(Collected data)
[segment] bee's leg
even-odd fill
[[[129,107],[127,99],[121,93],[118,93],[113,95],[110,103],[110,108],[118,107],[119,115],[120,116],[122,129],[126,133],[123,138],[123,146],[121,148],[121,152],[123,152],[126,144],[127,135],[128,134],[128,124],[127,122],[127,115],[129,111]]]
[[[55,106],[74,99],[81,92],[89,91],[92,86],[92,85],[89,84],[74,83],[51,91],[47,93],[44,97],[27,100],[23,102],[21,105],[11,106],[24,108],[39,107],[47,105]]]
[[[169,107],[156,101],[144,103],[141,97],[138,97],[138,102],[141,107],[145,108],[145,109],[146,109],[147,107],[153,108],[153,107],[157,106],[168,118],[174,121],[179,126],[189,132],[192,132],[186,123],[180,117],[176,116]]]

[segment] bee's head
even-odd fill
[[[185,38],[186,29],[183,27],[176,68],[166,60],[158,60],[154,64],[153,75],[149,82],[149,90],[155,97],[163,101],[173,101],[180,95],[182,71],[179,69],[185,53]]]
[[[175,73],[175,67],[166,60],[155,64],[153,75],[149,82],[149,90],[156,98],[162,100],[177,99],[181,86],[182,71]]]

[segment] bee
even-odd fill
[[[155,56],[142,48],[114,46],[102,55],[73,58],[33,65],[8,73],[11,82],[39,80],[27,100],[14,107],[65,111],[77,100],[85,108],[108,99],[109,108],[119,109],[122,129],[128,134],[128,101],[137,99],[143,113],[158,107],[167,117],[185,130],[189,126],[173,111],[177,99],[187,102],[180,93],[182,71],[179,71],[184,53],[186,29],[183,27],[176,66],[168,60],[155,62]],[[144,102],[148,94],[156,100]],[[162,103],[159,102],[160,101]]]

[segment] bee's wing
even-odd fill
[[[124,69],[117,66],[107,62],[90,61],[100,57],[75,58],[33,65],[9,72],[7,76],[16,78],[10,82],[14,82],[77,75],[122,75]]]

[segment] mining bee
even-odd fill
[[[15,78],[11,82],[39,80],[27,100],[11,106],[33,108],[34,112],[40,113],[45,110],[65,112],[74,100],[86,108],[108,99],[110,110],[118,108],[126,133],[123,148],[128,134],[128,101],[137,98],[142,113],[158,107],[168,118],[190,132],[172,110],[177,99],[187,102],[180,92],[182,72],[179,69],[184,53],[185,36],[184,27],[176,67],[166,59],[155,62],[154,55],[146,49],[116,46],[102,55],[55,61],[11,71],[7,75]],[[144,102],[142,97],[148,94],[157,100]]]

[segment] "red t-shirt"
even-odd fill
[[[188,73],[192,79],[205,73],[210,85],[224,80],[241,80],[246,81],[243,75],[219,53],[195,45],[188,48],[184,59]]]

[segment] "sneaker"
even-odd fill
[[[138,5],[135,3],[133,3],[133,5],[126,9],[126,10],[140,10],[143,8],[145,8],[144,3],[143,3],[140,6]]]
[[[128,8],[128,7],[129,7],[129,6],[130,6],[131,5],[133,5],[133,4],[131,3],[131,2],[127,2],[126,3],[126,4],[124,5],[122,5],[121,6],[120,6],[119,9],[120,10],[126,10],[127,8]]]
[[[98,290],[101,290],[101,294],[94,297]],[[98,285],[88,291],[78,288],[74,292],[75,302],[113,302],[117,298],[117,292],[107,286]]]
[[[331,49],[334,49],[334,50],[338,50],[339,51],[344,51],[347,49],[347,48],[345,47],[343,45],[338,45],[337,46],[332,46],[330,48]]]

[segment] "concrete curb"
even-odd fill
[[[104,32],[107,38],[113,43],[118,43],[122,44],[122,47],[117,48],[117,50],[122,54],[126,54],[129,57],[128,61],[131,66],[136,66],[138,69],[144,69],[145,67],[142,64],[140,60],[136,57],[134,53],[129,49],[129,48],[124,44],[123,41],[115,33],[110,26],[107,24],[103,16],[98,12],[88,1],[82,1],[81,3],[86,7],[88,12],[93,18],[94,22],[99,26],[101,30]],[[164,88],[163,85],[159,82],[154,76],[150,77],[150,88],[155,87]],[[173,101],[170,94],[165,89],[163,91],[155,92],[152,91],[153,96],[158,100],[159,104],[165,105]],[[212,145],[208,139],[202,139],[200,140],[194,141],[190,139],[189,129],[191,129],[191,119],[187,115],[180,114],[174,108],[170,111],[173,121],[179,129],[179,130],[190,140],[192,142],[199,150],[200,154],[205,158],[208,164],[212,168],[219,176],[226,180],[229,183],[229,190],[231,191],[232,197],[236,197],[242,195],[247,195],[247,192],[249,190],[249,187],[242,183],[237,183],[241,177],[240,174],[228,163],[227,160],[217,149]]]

* Task to complete
Identify every line in the records above that contains the string "segment" and copy each of those lines.

* Exercise response
[segment] bee's leg
[segment] bee's head
[segment] bee
[segment] bee's wing
[segment] mining bee
[segment] "red t-shirt"
[segment] "sneaker"
[segment] "concrete curb"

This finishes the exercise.